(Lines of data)

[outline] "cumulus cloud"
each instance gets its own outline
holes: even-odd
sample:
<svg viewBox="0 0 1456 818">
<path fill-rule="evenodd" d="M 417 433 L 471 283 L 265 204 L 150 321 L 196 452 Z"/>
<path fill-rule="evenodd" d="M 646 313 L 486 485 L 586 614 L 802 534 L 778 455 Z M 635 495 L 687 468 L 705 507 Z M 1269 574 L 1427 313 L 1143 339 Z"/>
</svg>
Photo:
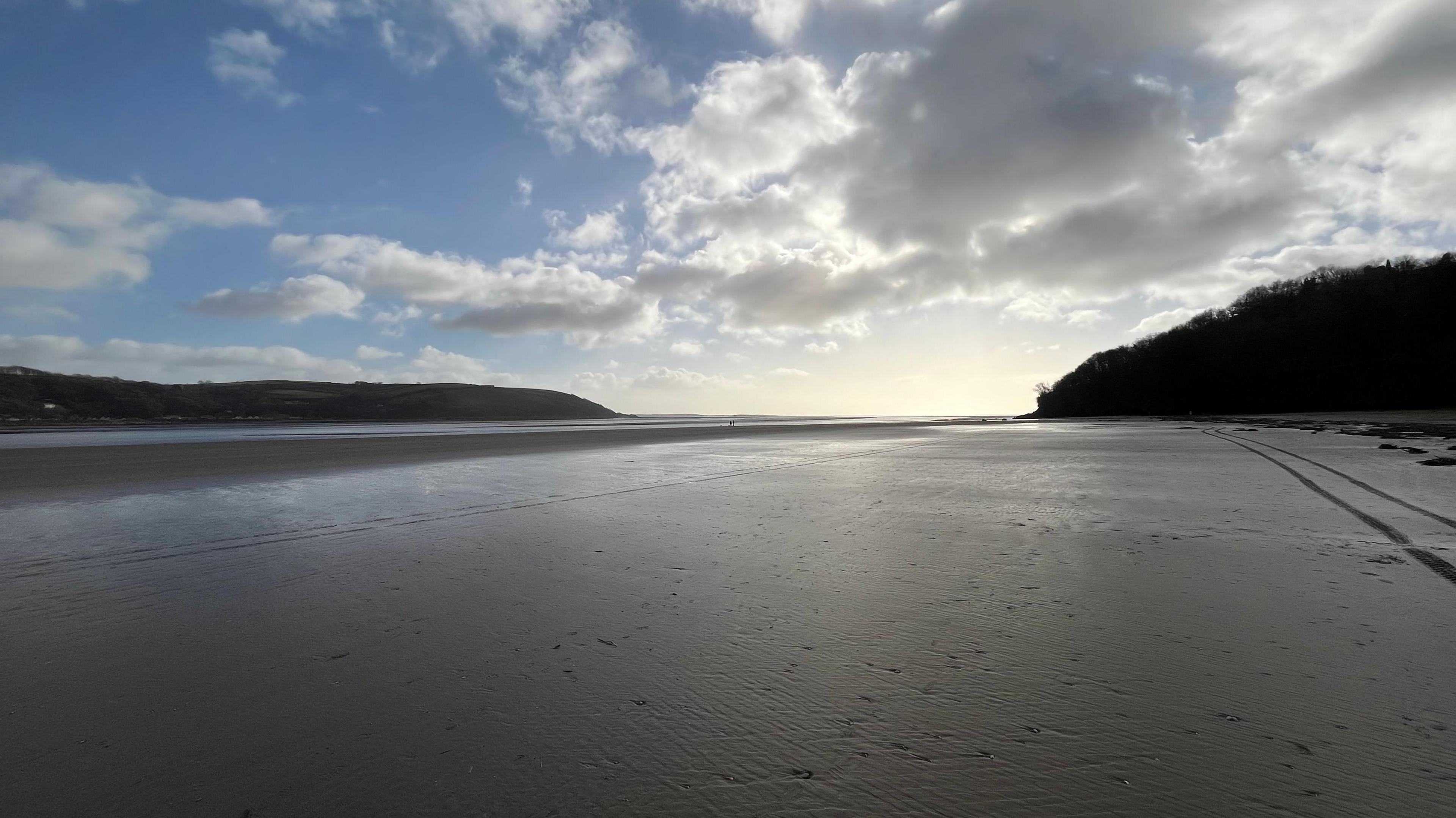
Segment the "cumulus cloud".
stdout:
<svg viewBox="0 0 1456 818">
<path fill-rule="evenodd" d="M 1163 310 L 1160 313 L 1153 313 L 1146 319 L 1137 322 L 1137 326 L 1127 330 L 1134 335 L 1149 335 L 1153 332 L 1163 332 L 1165 329 L 1172 329 L 1188 319 L 1197 316 L 1201 310 L 1194 310 L 1190 307 L 1176 307 L 1172 310 Z"/>
<path fill-rule="evenodd" d="M 278 25 L 298 33 L 317 33 L 339 25 L 341 20 L 374 10 L 374 0 L 245 0 L 249 6 L 264 9 L 278 20 Z"/>
<path fill-rule="evenodd" d="M 119 376 L 132 380 L 368 380 L 351 361 L 309 355 L 293 346 L 188 346 L 114 338 L 0 335 L 0 358 L 48 371 Z"/>
<path fill-rule="evenodd" d="M 472 45 L 485 45 L 498 29 L 504 29 L 523 44 L 539 47 L 590 6 L 590 0 L 432 1 L 460 38 Z"/>
<path fill-rule="evenodd" d="M 389 349 L 380 349 L 379 346 L 370 346 L 367 344 L 360 344 L 358 349 L 354 351 L 354 357 L 360 361 L 381 361 L 384 358 L 403 358 L 403 352 L 390 352 Z"/>
<path fill-rule="evenodd" d="M 603 278 L 574 262 L 513 258 L 486 265 L 421 253 L 377 236 L 274 237 L 272 249 L 296 266 L 438 307 L 444 329 L 492 335 L 561 332 L 578 346 L 639 341 L 661 327 L 657 300 L 632 290 L 629 278 Z"/>
<path fill-rule="evenodd" d="M 178 230 L 272 221 L 256 199 L 188 199 L 140 182 L 84 182 L 41 164 L 0 164 L 0 287 L 134 284 L 151 272 L 147 253 Z"/>
<path fill-rule="evenodd" d="M 297 323 L 310 316 L 357 317 L 364 293 L 329 278 L 304 275 L 290 278 L 278 287 L 252 290 L 218 290 L 188 304 L 194 311 L 229 319 L 274 317 Z"/>
<path fill-rule="evenodd" d="M 636 99 L 671 102 L 667 73 L 642 60 L 636 36 L 617 20 L 585 25 L 559 63 L 507 58 L 498 89 L 505 105 L 527 116 L 559 153 L 578 140 L 610 153 L 622 143 L 625 106 Z"/>
<path fill-rule="evenodd" d="M 396 65 L 411 74 L 434 70 L 450 51 L 443 39 L 414 33 L 392 19 L 379 22 L 379 44 Z"/>
<path fill-rule="evenodd" d="M 598 250 L 622 245 L 626 229 L 617 221 L 622 207 L 587 214 L 581 224 L 571 226 L 566 214 L 559 210 L 545 213 L 552 231 L 547 242 L 574 250 Z"/>
<path fill-rule="evenodd" d="M 753 20 L 753 28 L 773 42 L 788 42 L 798 33 L 812 0 L 684 0 L 690 10 L 716 9 Z"/>
<path fill-rule="evenodd" d="M 513 384 L 521 378 L 510 373 L 496 373 L 478 358 L 459 352 L 441 352 L 434 346 L 422 346 L 399 378 L 418 383 L 495 383 Z"/>
<path fill-rule="evenodd" d="M 370 348 L 371 349 L 371 348 Z M 360 355 L 361 360 L 371 360 Z M 387 383 L 517 383 L 518 376 L 495 373 L 485 361 L 424 346 L 390 370 L 370 370 L 355 361 L 310 355 L 293 346 L 189 346 L 114 338 L 86 344 L 76 336 L 0 335 L 0 360 L 55 373 L 118 376 L 160 383 L 195 380 L 357 380 Z"/>
<path fill-rule="evenodd" d="M 303 98 L 278 82 L 274 68 L 284 58 L 284 48 L 268 39 L 268 32 L 229 29 L 211 41 L 207 65 L 217 82 L 233 86 L 246 96 L 274 100 L 288 108 Z"/>
<path fill-rule="evenodd" d="M 780 41 L 820 15 L 690 4 Z M 1010 317 L 1089 326 L 1117 298 L 1201 306 L 1453 242 L 1437 0 L 925 13 L 840 76 L 811 52 L 722 63 L 684 118 L 628 130 L 654 163 L 639 287 L 759 338 L 1006 291 Z"/>
</svg>

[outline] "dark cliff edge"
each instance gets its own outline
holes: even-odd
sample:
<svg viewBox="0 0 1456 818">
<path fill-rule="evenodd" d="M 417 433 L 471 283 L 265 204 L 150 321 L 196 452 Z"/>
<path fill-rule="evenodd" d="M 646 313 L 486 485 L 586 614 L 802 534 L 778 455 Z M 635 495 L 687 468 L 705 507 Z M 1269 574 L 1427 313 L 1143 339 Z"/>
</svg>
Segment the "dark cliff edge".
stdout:
<svg viewBox="0 0 1456 818">
<path fill-rule="evenodd" d="M 1322 268 L 1098 352 L 1028 418 L 1456 406 L 1456 256 Z"/>
<path fill-rule="evenodd" d="M 288 380 L 162 384 L 0 367 L 0 422 L 558 421 L 620 416 L 584 397 L 549 389 Z"/>
</svg>

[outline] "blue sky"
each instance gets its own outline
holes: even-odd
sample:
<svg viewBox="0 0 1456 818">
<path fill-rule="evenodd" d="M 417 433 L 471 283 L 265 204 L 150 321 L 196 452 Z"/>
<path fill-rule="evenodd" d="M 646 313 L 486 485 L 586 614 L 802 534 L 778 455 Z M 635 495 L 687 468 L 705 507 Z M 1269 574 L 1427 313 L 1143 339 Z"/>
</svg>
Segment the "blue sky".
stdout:
<svg viewBox="0 0 1456 818">
<path fill-rule="evenodd" d="M 1026 410 L 1450 249 L 1441 6 L 3 0 L 0 362 Z"/>
</svg>

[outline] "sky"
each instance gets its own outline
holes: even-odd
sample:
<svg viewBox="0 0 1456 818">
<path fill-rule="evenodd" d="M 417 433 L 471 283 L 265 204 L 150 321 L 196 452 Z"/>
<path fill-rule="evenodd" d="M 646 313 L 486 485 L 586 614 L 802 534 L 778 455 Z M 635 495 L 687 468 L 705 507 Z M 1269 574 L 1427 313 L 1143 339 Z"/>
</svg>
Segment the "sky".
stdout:
<svg viewBox="0 0 1456 818">
<path fill-rule="evenodd" d="M 987 415 L 1456 247 L 1453 0 L 0 0 L 0 364 Z"/>
</svg>

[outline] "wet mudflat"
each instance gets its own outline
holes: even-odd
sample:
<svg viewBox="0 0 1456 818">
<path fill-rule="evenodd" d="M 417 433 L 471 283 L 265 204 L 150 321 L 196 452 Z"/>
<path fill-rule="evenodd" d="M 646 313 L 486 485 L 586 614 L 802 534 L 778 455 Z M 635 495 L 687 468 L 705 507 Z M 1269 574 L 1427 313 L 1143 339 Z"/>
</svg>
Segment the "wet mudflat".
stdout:
<svg viewBox="0 0 1456 818">
<path fill-rule="evenodd" d="M 1456 470 L 1206 428 L 10 502 L 0 812 L 1456 814 Z"/>
</svg>

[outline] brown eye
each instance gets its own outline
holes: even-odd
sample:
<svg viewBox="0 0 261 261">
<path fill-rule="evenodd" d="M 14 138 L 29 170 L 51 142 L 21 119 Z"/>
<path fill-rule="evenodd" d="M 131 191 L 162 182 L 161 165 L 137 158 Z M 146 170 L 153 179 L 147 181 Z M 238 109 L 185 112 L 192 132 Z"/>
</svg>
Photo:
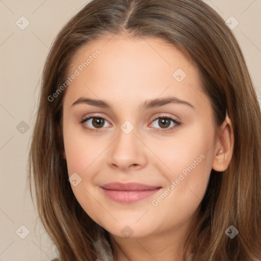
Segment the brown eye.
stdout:
<svg viewBox="0 0 261 261">
<path fill-rule="evenodd" d="M 165 132 L 173 130 L 175 127 L 180 125 L 180 123 L 170 117 L 162 116 L 156 118 L 151 125 L 157 132 Z"/>
<path fill-rule="evenodd" d="M 104 125 L 104 119 L 101 118 L 93 118 L 92 121 L 92 124 L 95 128 L 100 128 L 102 127 Z"/>
<path fill-rule="evenodd" d="M 167 128 L 169 127 L 171 121 L 167 118 L 159 118 L 159 125 L 162 128 Z"/>
<path fill-rule="evenodd" d="M 84 118 L 81 121 L 81 123 L 89 129 L 93 130 L 110 126 L 110 123 L 105 119 L 100 117 L 89 117 Z"/>
</svg>

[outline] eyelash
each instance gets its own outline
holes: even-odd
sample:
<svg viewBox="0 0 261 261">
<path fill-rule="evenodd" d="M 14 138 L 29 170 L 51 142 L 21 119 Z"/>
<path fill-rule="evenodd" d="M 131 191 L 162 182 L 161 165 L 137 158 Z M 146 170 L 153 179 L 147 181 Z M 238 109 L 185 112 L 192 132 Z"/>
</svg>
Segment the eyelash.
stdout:
<svg viewBox="0 0 261 261">
<path fill-rule="evenodd" d="M 85 122 L 86 122 L 87 120 L 90 120 L 90 119 L 93 119 L 93 118 L 98 118 L 98 119 L 102 119 L 105 120 L 106 120 L 106 121 L 108 121 L 106 119 L 105 119 L 103 117 L 99 117 L 98 116 L 96 116 L 96 115 L 89 115 L 88 117 L 85 117 L 84 118 L 83 118 L 83 119 L 82 119 L 81 120 L 81 121 L 80 121 L 80 123 L 81 124 L 82 124 L 84 126 L 84 128 L 87 128 L 87 129 L 88 129 L 89 130 L 91 131 L 91 132 L 98 132 L 98 129 L 99 129 L 99 128 L 90 128 L 89 127 L 87 127 L 86 125 L 85 125 L 84 123 L 85 123 Z M 171 117 L 169 117 L 169 116 L 166 116 L 166 115 L 162 115 L 162 116 L 154 116 L 152 120 L 152 122 L 150 124 L 150 125 L 151 125 L 152 124 L 152 122 L 153 122 L 155 120 L 158 120 L 158 119 L 169 119 L 169 120 L 170 120 L 173 123 L 174 123 L 175 125 L 174 125 L 174 126 L 172 126 L 172 127 L 170 127 L 170 128 L 166 128 L 166 129 L 162 129 L 162 128 L 154 128 L 155 129 L 155 131 L 156 132 L 160 132 L 160 133 L 166 133 L 166 132 L 170 132 L 170 131 L 171 131 L 171 130 L 174 130 L 174 129 L 175 129 L 175 128 L 177 127 L 178 126 L 179 126 L 180 125 L 181 125 L 181 123 L 179 121 L 177 121 L 177 120 L 173 119 L 172 118 L 171 118 Z M 101 128 L 103 128 L 102 127 Z M 159 129 L 160 129 L 161 130 L 159 130 Z"/>
</svg>

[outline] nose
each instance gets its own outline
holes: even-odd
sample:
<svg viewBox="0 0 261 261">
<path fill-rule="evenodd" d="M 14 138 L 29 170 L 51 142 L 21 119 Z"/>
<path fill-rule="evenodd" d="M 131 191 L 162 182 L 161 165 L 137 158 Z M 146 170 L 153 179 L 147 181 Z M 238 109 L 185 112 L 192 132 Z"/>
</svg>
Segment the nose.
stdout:
<svg viewBox="0 0 261 261">
<path fill-rule="evenodd" d="M 128 134 L 120 128 L 118 138 L 112 144 L 108 164 L 121 171 L 143 168 L 147 163 L 146 148 L 136 136 L 135 128 Z"/>
</svg>

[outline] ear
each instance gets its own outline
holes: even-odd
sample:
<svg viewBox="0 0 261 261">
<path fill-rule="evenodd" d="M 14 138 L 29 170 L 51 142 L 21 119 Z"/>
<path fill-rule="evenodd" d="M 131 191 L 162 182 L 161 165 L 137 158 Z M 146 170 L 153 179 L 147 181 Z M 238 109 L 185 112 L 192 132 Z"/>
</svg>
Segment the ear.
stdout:
<svg viewBox="0 0 261 261">
<path fill-rule="evenodd" d="M 215 156 L 213 159 L 212 168 L 216 171 L 222 172 L 228 167 L 234 146 L 233 128 L 227 112 L 219 134 L 219 139 L 215 145 Z"/>
</svg>

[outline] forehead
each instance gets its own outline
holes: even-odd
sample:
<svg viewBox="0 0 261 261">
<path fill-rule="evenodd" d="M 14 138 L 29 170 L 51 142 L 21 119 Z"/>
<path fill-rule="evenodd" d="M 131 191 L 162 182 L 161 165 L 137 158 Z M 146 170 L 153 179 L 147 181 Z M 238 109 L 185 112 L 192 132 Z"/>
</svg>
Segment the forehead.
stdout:
<svg viewBox="0 0 261 261">
<path fill-rule="evenodd" d="M 126 100 L 130 94 L 148 99 L 163 93 L 182 96 L 201 91 L 193 63 L 159 38 L 107 36 L 77 51 L 69 76 L 75 70 L 79 75 L 66 90 L 70 100 L 85 94 Z"/>
</svg>

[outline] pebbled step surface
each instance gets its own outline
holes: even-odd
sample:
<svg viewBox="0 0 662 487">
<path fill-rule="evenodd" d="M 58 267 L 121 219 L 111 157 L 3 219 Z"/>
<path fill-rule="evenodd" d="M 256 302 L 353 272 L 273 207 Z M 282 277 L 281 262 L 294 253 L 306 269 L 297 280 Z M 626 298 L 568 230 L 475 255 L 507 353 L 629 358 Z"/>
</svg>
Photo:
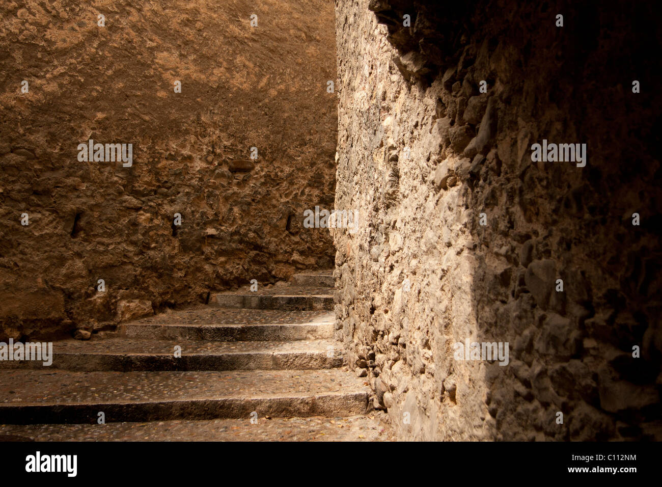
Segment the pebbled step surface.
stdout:
<svg viewBox="0 0 662 487">
<path fill-rule="evenodd" d="M 364 414 L 366 382 L 337 369 L 236 372 L 0 370 L 0 423 Z"/>
<path fill-rule="evenodd" d="M 284 341 L 330 339 L 333 322 L 289 325 L 120 325 L 117 335 L 127 338 L 218 341 Z"/>
<path fill-rule="evenodd" d="M 181 356 L 174 355 L 175 346 Z M 255 370 L 340 367 L 330 340 L 294 342 L 180 342 L 110 338 L 53 344 L 53 368 L 83 371 Z M 0 369 L 44 370 L 40 361 L 0 362 Z"/>
<path fill-rule="evenodd" d="M 0 437 L 36 441 L 389 441 L 381 412 L 346 417 L 175 419 L 105 425 L 0 425 Z"/>
<path fill-rule="evenodd" d="M 283 325 L 324 321 L 327 318 L 333 319 L 334 315 L 324 309 L 232 309 L 198 305 L 182 309 L 169 309 L 128 324 Z"/>
</svg>

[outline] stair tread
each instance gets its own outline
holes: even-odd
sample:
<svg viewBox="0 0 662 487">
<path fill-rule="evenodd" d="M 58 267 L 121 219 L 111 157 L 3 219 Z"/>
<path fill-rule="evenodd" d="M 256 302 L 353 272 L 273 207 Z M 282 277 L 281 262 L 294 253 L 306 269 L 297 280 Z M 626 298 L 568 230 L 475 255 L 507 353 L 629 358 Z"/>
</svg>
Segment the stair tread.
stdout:
<svg viewBox="0 0 662 487">
<path fill-rule="evenodd" d="M 333 288 L 326 286 L 277 286 L 269 289 L 258 288 L 251 291 L 248 287 L 236 291 L 224 291 L 218 293 L 220 296 L 333 296 Z"/>
<path fill-rule="evenodd" d="M 383 413 L 346 417 L 175 419 L 105 425 L 3 425 L 0 433 L 36 441 L 389 441 Z"/>
<path fill-rule="evenodd" d="M 226 372 L 0 371 L 0 408 L 367 394 L 338 369 Z"/>
<path fill-rule="evenodd" d="M 172 356 L 174 346 L 181 347 L 182 355 L 240 353 L 326 353 L 329 347 L 337 347 L 333 340 L 295 341 L 189 341 L 156 339 L 105 338 L 87 341 L 62 340 L 54 342 L 55 354 L 164 354 Z M 7 362 L 10 363 L 10 362 Z"/>
<path fill-rule="evenodd" d="M 283 309 L 251 309 L 219 308 L 198 305 L 182 309 L 169 310 L 148 318 L 123 325 L 275 325 L 299 324 L 334 319 L 334 314 L 327 310 L 291 311 Z"/>
</svg>

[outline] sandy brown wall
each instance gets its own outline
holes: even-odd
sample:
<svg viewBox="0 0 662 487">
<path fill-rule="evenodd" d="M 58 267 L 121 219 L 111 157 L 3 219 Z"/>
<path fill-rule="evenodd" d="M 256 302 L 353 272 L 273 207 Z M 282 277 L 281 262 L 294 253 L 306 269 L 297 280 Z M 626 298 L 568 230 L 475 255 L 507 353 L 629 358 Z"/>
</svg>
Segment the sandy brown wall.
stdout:
<svg viewBox="0 0 662 487">
<path fill-rule="evenodd" d="M 438 4 L 336 2 L 350 365 L 403 439 L 660 439 L 653 4 Z M 532 162 L 544 139 L 587 165 Z M 507 364 L 458 360 L 466 341 Z"/>
<path fill-rule="evenodd" d="M 328 232 L 301 224 L 333 203 L 332 4 L 28 0 L 0 15 L 0 338 L 332 264 Z M 132 144 L 132 166 L 79 162 L 91 138 Z"/>
</svg>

:: What you are asked to do ::
Print again the material above, limited to the lines from the one holding "[outline] stair tread" through the last, inclusive.

:: Answer to this task ::
[outline] stair tread
each instance gets its own outline
holes: even-odd
sample:
<svg viewBox="0 0 662 487">
<path fill-rule="evenodd" d="M 58 267 L 121 219 L 111 157 L 3 219 Z"/>
<path fill-rule="evenodd" d="M 256 302 L 353 272 L 273 207 Z M 282 277 L 281 262 L 294 253 L 306 269 L 297 280 Z M 626 298 L 568 230 L 475 255 L 507 353 L 629 358 Z"/>
</svg>
Segment the stair tread.
stdout:
<svg viewBox="0 0 662 487">
<path fill-rule="evenodd" d="M 333 288 L 326 286 L 277 286 L 269 289 L 258 288 L 251 291 L 248 287 L 236 291 L 224 291 L 218 293 L 220 296 L 333 296 Z"/>
<path fill-rule="evenodd" d="M 383 413 L 346 417 L 175 419 L 105 425 L 3 425 L 0 433 L 36 441 L 389 441 Z"/>
<path fill-rule="evenodd" d="M 226 372 L 0 371 L 0 408 L 367 394 L 338 369 Z"/>
<path fill-rule="evenodd" d="M 172 356 L 174 346 L 181 347 L 182 355 L 240 353 L 326 353 L 329 347 L 337 347 L 333 340 L 295 341 L 189 341 L 156 339 L 105 338 L 87 341 L 62 340 L 54 342 L 55 354 L 164 354 Z M 7 362 L 10 363 L 10 362 Z"/>
<path fill-rule="evenodd" d="M 283 309 L 251 309 L 219 308 L 198 305 L 182 309 L 169 310 L 148 318 L 123 325 L 275 325 L 299 324 L 334 319 L 334 314 L 327 310 L 291 311 Z"/>
</svg>

[outline] sandy brown wall
each instance gets its own outline
holes: even-odd
sample:
<svg viewBox="0 0 662 487">
<path fill-rule="evenodd" d="M 58 267 L 121 219 L 111 157 L 3 219 Z"/>
<path fill-rule="evenodd" d="M 256 302 L 353 272 L 273 207 Z M 282 277 L 281 262 L 294 253 L 306 269 L 297 280 Z M 626 298 L 568 230 L 475 255 L 507 353 L 629 358 Z"/>
</svg>
Segment the sandy brown wall.
stdout:
<svg viewBox="0 0 662 487">
<path fill-rule="evenodd" d="M 438 4 L 336 2 L 350 365 L 403 439 L 660 439 L 653 4 Z M 532 162 L 544 139 L 587 165 Z M 507 364 L 458 360 L 466 341 Z"/>
<path fill-rule="evenodd" d="M 328 232 L 301 224 L 333 203 L 332 4 L 28 0 L 0 15 L 0 338 L 332 264 Z M 132 144 L 132 166 L 79 162 L 91 138 Z"/>
</svg>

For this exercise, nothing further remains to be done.